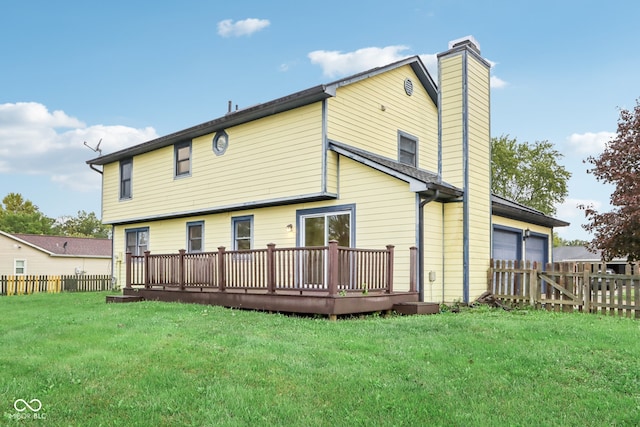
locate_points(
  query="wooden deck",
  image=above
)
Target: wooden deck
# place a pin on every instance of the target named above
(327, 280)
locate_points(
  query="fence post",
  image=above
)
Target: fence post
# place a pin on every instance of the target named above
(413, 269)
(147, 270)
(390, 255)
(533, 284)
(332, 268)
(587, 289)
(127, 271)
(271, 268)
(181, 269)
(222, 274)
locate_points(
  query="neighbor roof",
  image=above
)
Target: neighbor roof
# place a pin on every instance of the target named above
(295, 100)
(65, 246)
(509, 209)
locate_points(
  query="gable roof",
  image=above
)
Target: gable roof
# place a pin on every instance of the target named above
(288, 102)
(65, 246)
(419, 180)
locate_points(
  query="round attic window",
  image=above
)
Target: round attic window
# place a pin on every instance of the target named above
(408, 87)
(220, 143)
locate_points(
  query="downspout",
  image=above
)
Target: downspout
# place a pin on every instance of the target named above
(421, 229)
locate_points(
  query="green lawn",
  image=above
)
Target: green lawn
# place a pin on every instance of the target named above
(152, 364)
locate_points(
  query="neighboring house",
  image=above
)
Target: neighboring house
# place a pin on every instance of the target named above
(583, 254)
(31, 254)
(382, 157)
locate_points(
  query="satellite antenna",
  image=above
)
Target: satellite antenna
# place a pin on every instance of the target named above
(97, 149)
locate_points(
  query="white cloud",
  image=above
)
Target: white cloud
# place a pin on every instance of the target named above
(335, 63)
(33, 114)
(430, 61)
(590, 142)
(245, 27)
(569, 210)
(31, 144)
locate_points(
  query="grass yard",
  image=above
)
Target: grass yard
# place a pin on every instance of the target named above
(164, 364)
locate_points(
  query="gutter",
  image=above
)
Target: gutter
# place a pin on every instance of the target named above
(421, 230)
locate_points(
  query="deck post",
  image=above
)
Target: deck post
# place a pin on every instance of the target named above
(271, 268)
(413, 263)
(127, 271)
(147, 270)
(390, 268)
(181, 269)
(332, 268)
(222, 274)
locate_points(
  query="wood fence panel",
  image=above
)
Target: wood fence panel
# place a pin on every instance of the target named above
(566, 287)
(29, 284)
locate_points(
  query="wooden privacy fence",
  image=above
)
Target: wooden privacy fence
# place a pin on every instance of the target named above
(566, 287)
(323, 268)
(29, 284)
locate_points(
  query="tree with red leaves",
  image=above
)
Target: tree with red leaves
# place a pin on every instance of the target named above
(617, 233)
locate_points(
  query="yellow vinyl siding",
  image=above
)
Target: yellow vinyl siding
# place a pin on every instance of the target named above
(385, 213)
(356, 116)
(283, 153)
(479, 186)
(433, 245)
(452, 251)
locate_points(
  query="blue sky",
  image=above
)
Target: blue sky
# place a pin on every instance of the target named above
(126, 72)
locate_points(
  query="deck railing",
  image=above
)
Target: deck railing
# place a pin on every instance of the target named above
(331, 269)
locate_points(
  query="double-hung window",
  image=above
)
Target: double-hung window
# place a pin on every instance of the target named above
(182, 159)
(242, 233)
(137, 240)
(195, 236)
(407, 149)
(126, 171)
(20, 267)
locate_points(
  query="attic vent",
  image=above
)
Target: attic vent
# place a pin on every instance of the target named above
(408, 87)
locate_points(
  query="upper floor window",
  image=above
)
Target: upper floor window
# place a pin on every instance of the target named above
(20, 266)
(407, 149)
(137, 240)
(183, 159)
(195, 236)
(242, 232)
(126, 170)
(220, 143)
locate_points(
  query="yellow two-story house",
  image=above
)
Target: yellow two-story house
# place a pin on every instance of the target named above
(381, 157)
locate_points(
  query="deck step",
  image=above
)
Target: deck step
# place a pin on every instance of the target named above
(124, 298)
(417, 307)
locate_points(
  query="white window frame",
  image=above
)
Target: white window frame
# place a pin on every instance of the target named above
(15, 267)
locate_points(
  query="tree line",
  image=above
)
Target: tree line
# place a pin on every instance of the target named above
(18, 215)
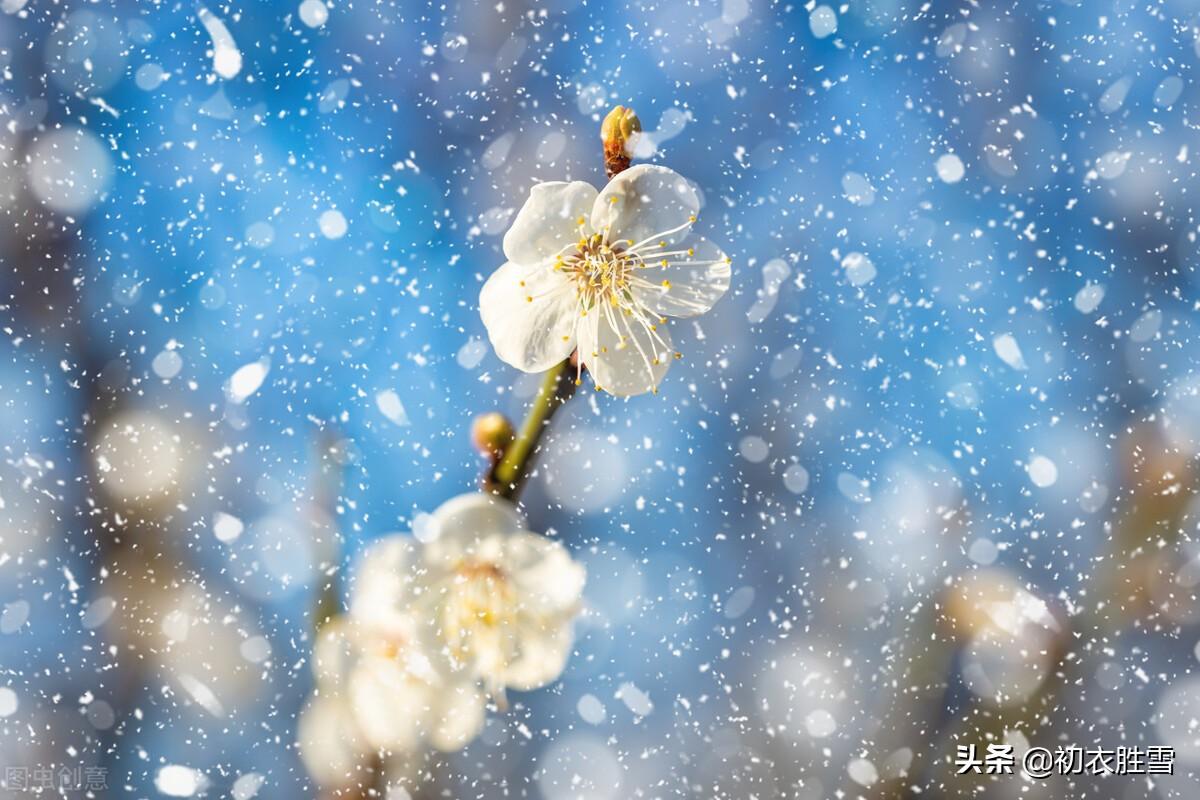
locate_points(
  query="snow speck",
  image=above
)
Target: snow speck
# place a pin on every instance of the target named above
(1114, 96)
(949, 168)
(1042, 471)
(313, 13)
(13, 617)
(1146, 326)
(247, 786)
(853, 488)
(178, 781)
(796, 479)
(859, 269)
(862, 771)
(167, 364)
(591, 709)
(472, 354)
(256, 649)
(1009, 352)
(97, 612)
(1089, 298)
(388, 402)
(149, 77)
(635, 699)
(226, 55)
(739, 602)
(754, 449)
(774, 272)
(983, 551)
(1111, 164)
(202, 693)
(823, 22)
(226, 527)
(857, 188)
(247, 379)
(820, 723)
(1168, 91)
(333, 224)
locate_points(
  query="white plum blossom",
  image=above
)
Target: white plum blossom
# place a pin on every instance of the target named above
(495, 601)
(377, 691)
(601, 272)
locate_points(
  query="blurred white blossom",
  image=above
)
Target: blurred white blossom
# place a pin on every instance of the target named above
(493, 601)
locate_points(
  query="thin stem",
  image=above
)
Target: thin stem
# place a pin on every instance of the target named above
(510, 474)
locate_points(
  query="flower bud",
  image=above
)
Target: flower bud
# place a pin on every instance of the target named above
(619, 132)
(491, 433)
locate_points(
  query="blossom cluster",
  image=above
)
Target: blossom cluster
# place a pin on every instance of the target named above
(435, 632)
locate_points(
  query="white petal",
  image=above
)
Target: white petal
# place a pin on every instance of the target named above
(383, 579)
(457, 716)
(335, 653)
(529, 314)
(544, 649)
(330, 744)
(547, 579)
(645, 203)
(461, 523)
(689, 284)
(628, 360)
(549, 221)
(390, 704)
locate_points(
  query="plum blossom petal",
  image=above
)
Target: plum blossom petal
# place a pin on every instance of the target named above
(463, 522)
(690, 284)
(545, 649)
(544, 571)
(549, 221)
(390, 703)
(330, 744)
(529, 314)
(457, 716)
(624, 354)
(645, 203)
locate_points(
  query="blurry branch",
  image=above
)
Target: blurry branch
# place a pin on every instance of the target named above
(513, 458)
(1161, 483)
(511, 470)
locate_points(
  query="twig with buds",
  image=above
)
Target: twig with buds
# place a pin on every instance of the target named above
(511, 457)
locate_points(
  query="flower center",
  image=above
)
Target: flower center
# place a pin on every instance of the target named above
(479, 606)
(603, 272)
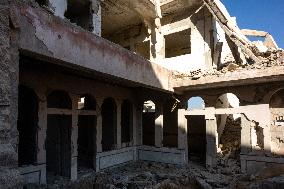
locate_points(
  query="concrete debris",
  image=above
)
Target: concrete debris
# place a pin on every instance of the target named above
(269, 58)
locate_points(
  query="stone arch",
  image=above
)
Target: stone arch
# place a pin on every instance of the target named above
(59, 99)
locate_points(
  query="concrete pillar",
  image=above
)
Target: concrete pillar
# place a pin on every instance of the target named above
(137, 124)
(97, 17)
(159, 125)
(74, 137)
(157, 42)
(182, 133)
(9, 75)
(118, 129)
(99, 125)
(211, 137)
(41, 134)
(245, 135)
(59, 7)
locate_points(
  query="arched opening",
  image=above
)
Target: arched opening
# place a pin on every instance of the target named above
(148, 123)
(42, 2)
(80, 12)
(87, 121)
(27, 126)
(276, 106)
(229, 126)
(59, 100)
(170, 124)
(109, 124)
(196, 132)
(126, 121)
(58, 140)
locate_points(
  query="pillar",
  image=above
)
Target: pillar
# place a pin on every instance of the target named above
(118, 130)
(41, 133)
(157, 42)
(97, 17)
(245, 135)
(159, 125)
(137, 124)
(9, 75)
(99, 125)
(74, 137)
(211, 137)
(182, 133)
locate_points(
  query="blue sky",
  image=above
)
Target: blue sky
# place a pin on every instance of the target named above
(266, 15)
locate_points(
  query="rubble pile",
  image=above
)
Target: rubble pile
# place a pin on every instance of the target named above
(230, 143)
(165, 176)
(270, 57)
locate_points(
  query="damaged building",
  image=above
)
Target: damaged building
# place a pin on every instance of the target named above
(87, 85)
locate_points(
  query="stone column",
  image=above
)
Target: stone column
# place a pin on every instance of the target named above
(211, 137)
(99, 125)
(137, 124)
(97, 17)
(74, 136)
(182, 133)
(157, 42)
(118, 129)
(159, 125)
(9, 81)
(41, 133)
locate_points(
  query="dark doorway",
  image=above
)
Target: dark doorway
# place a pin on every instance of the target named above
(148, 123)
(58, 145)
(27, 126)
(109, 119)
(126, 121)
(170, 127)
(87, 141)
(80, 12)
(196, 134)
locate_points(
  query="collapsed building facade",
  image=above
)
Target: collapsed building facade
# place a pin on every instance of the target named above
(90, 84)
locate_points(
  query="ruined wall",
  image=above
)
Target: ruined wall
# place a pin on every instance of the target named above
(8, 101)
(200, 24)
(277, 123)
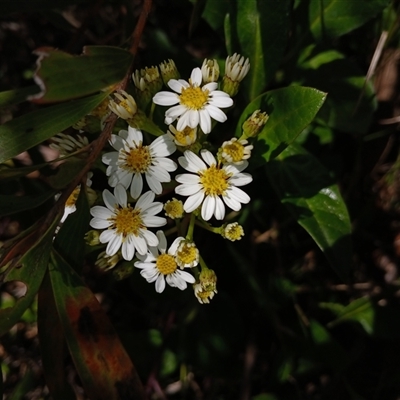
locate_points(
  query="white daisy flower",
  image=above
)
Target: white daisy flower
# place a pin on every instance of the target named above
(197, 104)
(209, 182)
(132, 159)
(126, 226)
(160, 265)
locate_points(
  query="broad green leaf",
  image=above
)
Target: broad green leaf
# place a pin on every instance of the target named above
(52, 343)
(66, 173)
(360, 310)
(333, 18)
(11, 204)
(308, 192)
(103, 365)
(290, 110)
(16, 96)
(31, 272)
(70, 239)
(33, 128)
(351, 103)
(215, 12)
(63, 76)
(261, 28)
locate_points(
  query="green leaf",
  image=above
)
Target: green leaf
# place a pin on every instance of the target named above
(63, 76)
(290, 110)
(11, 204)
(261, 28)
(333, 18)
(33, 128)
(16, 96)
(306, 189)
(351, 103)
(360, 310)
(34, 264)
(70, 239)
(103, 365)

> [WHAT THE TASK REQUIRES] Among the lines above, tally those containing the string "green" and give only the result.

> [RESPONSE TO THIS TASK] 6